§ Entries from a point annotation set
↓

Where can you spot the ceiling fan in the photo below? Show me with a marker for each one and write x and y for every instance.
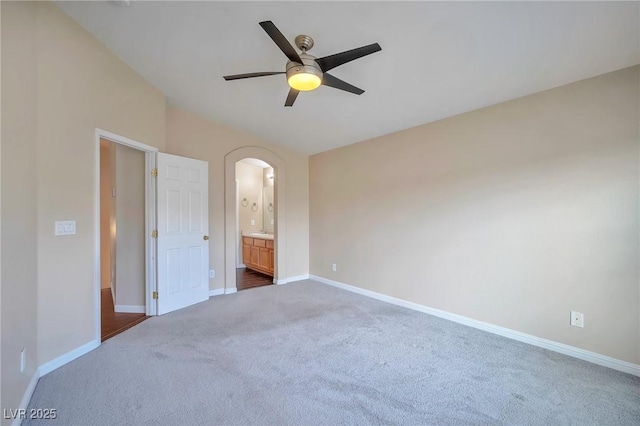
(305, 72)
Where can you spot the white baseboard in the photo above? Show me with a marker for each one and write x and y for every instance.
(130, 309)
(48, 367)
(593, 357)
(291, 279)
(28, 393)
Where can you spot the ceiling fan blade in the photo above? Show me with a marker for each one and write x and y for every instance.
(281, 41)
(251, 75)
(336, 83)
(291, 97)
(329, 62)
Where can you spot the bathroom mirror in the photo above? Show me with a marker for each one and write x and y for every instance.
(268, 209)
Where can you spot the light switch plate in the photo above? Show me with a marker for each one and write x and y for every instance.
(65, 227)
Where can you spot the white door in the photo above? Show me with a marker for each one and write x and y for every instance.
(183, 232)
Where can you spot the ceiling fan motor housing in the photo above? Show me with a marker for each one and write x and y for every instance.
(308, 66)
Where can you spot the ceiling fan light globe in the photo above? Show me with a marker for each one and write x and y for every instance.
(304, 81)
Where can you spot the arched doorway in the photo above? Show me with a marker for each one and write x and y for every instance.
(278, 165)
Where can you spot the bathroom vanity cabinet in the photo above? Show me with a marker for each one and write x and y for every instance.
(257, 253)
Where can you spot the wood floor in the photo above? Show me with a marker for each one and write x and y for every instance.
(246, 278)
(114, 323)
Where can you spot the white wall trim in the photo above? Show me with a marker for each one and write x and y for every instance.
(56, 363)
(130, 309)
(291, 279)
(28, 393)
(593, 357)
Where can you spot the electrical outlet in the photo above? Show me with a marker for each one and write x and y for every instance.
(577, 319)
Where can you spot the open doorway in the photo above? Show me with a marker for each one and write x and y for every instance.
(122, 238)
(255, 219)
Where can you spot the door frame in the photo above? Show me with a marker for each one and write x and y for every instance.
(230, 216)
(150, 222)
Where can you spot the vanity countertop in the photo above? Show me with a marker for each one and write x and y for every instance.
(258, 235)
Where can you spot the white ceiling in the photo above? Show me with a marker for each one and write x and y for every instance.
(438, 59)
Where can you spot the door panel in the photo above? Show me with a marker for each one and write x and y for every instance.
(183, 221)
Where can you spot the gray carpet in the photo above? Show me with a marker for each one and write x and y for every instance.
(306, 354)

↑
↓

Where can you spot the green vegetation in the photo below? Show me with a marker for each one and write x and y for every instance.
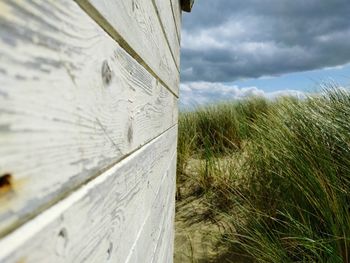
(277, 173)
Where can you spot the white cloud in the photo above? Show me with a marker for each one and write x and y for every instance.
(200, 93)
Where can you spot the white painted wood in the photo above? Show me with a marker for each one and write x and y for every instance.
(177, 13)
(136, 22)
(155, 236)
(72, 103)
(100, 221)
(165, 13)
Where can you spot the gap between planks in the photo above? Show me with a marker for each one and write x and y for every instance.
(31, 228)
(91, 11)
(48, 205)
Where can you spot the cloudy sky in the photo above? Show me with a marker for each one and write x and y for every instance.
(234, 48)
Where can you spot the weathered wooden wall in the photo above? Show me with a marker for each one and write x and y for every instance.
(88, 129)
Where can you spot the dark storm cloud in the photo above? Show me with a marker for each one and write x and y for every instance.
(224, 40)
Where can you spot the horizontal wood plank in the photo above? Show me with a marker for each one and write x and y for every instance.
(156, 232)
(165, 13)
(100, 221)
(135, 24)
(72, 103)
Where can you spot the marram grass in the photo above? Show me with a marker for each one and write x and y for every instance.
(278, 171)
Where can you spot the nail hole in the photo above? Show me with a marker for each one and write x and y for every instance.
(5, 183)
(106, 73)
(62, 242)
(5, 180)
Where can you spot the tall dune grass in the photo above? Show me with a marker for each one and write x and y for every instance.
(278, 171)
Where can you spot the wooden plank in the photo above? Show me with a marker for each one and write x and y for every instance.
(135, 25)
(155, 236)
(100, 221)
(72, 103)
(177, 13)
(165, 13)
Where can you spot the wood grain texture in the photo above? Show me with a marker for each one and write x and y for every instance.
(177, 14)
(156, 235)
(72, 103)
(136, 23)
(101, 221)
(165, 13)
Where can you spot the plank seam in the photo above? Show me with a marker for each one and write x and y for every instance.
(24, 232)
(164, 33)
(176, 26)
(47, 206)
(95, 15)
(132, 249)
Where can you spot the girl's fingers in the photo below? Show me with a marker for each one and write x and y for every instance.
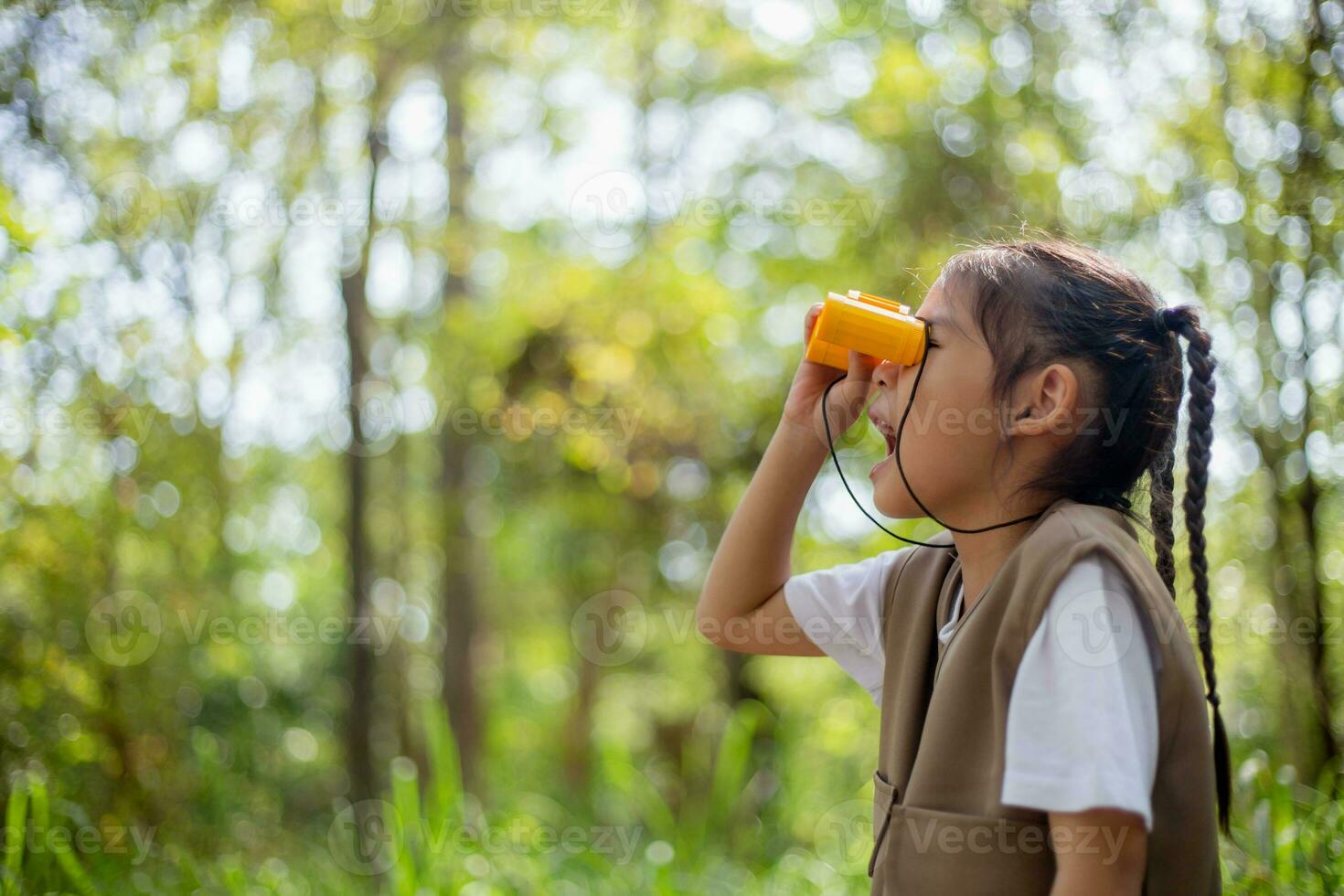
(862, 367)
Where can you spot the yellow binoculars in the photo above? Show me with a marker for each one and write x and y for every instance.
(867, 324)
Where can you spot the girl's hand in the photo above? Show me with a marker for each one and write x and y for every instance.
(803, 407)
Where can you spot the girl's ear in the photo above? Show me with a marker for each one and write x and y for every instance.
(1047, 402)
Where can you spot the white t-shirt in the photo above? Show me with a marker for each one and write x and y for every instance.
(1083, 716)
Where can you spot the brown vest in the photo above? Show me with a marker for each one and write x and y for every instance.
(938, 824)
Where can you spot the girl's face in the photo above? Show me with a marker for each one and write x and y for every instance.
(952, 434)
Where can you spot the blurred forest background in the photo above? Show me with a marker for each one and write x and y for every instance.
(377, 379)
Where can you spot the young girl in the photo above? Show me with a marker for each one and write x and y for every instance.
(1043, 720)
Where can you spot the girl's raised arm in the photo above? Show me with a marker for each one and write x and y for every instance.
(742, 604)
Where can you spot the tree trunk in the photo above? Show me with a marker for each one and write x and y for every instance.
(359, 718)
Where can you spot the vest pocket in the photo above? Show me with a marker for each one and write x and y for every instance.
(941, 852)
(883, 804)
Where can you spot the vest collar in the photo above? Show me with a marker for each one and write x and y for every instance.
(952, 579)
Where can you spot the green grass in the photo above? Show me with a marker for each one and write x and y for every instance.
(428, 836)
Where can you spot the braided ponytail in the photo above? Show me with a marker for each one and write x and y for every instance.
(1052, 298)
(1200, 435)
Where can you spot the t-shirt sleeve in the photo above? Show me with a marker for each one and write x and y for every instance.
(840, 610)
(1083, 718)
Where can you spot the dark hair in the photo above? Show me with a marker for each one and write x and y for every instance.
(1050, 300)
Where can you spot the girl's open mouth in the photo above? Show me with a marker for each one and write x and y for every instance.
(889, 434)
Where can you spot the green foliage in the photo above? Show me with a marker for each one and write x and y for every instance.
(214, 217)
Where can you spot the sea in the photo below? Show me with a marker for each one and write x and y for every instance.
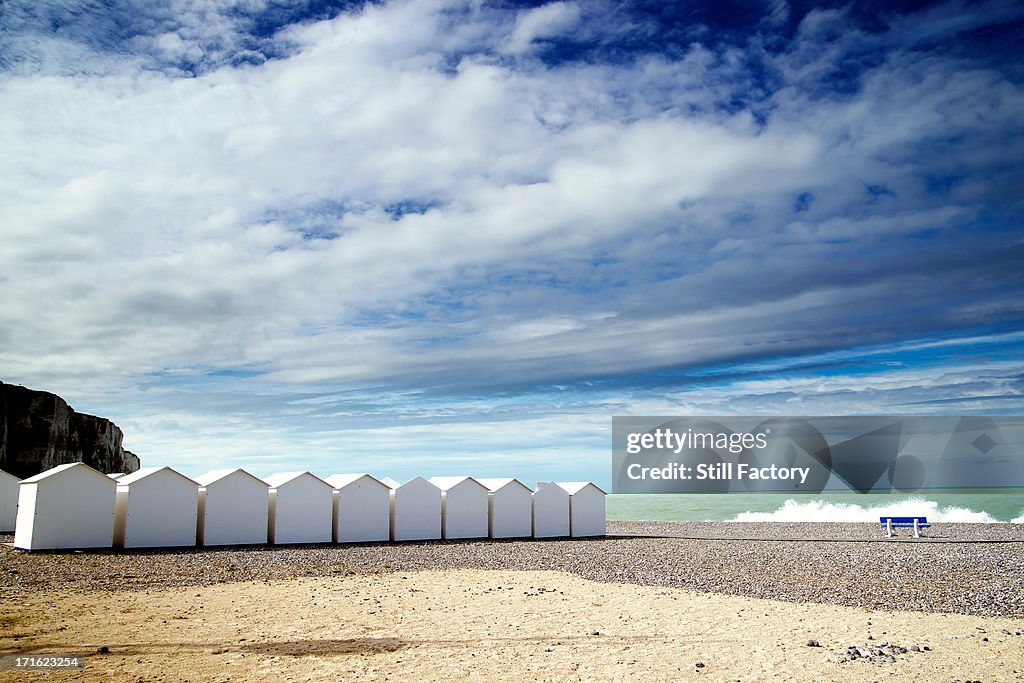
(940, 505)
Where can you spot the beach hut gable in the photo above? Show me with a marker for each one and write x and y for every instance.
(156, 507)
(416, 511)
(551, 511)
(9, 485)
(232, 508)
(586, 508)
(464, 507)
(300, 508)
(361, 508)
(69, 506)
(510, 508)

↑

Locate every line in the records above that contains the word "ceiling", and copy each one.

Where can you spot the ceiling fan in the photo below? Show me with a marker for each one and write x and y for every instance.
Where can you spot the ceiling fan blade in the photo above? Show me with a marker for each one and write x and y for every instance.
Where can you spot the ceiling fan motor housing in the photo above? Show me with a marker for each one and write x and y for every instance.
Where can you spot the ceiling fan light globe in the photo above? Show me with a marker for each one and write x and y for every instance.
Where can you spot the white ceiling in the photo above? Show me with a marker for each one and write x and y for every instance.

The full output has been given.